- _ACTION ITEM_
The only thing to report is how many lines of the data contain the word "jersey".

Data excerpts:
━━━━━━━━
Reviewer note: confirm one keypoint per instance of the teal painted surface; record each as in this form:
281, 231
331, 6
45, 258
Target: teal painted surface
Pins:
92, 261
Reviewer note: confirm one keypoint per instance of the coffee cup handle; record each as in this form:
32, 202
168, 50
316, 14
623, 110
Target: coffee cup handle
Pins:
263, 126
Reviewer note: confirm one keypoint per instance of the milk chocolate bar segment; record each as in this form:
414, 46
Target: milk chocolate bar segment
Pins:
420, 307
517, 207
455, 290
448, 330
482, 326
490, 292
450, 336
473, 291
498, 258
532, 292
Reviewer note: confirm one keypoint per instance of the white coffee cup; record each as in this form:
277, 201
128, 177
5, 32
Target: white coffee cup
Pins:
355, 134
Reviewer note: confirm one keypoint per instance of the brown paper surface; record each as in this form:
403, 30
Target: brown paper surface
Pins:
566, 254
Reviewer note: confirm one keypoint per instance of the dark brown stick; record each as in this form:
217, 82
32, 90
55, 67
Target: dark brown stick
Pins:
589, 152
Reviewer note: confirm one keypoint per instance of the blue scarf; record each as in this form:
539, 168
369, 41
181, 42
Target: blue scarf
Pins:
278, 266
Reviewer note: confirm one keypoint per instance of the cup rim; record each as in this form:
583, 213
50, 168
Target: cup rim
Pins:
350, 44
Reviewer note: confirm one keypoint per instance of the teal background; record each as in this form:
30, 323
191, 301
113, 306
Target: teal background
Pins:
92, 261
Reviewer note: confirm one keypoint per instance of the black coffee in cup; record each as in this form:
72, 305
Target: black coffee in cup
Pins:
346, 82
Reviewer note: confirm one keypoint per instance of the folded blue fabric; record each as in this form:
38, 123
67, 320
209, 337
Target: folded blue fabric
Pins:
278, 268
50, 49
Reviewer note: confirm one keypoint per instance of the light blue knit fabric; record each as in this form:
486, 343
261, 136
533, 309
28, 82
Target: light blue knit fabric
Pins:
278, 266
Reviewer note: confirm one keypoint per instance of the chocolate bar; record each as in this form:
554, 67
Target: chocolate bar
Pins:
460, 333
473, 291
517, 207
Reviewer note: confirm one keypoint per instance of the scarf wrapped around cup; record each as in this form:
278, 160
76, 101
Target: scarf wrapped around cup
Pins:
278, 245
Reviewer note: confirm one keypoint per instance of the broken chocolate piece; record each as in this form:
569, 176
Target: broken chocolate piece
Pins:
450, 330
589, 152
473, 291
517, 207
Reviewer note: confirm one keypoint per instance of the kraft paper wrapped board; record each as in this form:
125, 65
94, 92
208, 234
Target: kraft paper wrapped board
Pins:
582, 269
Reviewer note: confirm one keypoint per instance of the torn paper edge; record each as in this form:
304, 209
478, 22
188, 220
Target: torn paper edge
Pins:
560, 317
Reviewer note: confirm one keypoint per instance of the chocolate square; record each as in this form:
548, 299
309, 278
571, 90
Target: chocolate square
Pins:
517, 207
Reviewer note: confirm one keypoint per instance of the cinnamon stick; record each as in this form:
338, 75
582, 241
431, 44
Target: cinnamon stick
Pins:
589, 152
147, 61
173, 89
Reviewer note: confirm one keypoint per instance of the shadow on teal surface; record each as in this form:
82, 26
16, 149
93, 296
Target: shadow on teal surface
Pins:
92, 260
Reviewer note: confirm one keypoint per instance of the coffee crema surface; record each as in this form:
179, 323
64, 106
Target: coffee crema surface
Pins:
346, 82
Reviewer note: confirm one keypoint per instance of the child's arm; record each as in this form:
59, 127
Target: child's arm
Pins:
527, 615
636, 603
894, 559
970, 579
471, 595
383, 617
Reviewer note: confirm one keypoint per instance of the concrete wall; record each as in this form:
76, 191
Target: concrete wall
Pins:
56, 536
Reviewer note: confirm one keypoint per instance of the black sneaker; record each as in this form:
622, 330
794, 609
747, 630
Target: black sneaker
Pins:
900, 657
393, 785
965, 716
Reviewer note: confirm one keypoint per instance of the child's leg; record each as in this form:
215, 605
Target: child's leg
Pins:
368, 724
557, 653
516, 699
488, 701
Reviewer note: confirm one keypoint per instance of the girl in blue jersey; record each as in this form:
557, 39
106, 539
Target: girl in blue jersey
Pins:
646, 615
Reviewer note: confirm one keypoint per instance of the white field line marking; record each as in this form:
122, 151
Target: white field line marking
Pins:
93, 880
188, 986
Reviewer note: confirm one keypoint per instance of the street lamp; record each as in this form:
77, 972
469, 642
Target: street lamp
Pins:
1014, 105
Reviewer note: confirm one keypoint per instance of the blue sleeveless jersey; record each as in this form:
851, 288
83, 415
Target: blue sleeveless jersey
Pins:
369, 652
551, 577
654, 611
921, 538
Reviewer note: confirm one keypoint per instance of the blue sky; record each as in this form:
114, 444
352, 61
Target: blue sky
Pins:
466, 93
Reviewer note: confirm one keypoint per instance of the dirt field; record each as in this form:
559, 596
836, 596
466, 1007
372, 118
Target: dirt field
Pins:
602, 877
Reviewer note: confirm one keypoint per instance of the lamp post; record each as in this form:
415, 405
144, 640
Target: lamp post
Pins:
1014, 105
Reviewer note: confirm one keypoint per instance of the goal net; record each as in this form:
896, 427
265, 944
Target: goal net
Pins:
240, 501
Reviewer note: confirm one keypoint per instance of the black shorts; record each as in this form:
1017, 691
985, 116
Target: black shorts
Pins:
━━━━━━━━
- _ANSWER BOX_
4